- What you are asked to do: Only one range belongs in the answer: the line holding "Target: skin" through the last line of the records, reproduced as is.
===== Supplied material
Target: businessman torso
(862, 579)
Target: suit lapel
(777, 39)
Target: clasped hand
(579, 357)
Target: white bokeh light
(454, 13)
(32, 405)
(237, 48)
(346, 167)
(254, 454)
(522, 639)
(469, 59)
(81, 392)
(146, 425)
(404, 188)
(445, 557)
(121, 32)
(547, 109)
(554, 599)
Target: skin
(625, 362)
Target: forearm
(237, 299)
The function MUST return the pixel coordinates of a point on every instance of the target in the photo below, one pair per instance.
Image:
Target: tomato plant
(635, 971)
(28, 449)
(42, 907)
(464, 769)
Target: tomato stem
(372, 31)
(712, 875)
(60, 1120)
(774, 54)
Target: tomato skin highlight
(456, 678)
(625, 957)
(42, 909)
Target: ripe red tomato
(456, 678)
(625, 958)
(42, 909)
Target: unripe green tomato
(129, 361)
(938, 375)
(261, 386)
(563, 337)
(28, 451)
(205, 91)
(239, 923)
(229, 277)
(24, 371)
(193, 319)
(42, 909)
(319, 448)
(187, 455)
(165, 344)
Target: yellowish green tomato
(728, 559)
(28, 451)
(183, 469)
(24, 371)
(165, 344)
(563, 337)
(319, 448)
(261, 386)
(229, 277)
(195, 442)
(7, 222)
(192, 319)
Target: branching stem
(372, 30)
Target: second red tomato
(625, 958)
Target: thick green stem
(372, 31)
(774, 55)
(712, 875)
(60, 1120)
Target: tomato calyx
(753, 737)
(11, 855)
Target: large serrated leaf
==========
- Written answer:
Target: skin
(625, 362)
Target: forearm
(237, 299)
The function MUST return the pixel coordinates of a point on every instance of the target in the photo below, one pair per instance.
Image:
Target: tomato plant
(635, 971)
(28, 449)
(42, 907)
(464, 769)
Target: tomato stem
(372, 31)
(712, 875)
(60, 1120)
(774, 54)
Target: tomato skin highlight
(456, 678)
(625, 957)
(42, 909)
Target: ripe red tomato
(456, 678)
(625, 958)
(42, 909)
Target: unripe green tomato
(129, 361)
(938, 375)
(261, 386)
(563, 337)
(28, 451)
(205, 91)
(239, 923)
(229, 277)
(24, 371)
(193, 319)
(42, 909)
(319, 448)
(187, 455)
(165, 344)
Target: yellowish green tomato
(728, 559)
(28, 451)
(183, 469)
(24, 371)
(165, 344)
(563, 337)
(319, 448)
(261, 386)
(229, 277)
(195, 442)
(7, 222)
(192, 319)
Target: branching stem
(372, 30)
Target: second red tomato
(625, 958)
Target: thick green stem
(372, 31)
(774, 55)
(712, 875)
(60, 1120)
Target: tomato calyx
(753, 737)
(11, 855)
Target: large serrated leaf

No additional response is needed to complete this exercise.